Auftrag: Schreib den folgenden Artikel über das Fantasy Filmfest vollständig und wortgetreu ab.

Artikel:
================================

Skepsis im Horrorkino

Cannes-Skandalfilm und anderer Terror: Die letzten Tage des Fantasy Filmfests bieten B-Movie-Plots oder augenzwinkernde Hinweise darauf

von HOLGER RÖMERS

Es wirkt wie eine stumme Bitte um Hilfe vom Publikum, wenn Monica Beluccis Hand in Irréversible den unteren Bildrand berührt. Die Zuschauer müssen indes eine Vergewaltigung ansehen, die unerbittlich in einer einzigen starren Einstellung gefilmt ist. Als Alternative bleibt allein der Gang aus dem Kino, den die Premierenbesucher beim Festival von Cannes denn auch in Scharen antraten. Nun ist Gaspar Noés Film, der seine knapp 24 Stunden umspannende Handlung in umgekehrter chronologischer Reihenfolge erzählt, im Rahmen des Fantasy Filmfests erstmals in Deutschland zu sehen – und entpuppt sich als ein Fall frivol verschwendeten Regietalents.

================================

Datenabschnitt:

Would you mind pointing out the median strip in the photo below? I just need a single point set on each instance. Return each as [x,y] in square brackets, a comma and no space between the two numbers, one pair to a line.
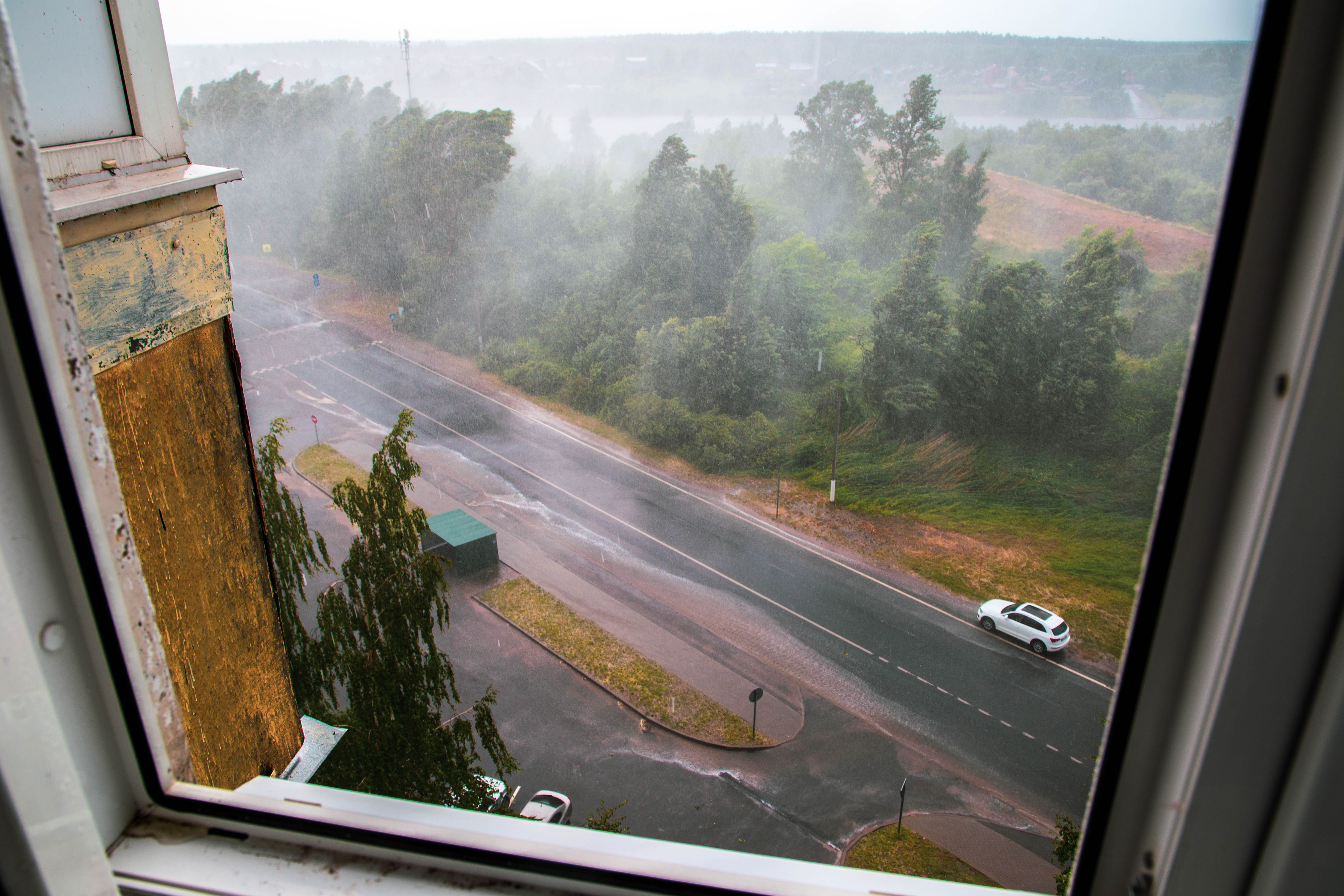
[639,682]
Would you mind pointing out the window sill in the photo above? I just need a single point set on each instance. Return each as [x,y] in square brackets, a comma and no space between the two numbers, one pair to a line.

================================

Schriftliche Antwort:
Skepsis im Horrorkino

Cannes-Skandalfilm und anderer Terror: Die letzten Tage des Fantasy Filmfests bieten B-Movie-Plots oder augenzwinkernde Hinweise darauf

von HOLGER RÖMERS

Es wirkt wie eine stumme Bitte um Hilfe vom Publikum, wenn Monica Beluccis Hand in Irréversible den unteren Bildrand berührt. Die Zuschauer müssen indes eine Vergewaltigung ansehen, die unerbittlich in einer einzigen starren Einstellung gefilmt ist. Als Alternative bleibt allein der Gang aus dem Kino, den die Premierenbesucher beim Festival von Cannes denn auch in Scharen antraten. Nun ist Gaspar Noés Film, der seine knapp 24 Stunden umspannende Handlung in umgekehrter chronologischer Reihenfolge erzählt, im Rahmen des Fantasy Filmfests erstmals in Deutschland zu sehen – und entpuppt sich als ein Fall frivol verschwendeten Regietalents.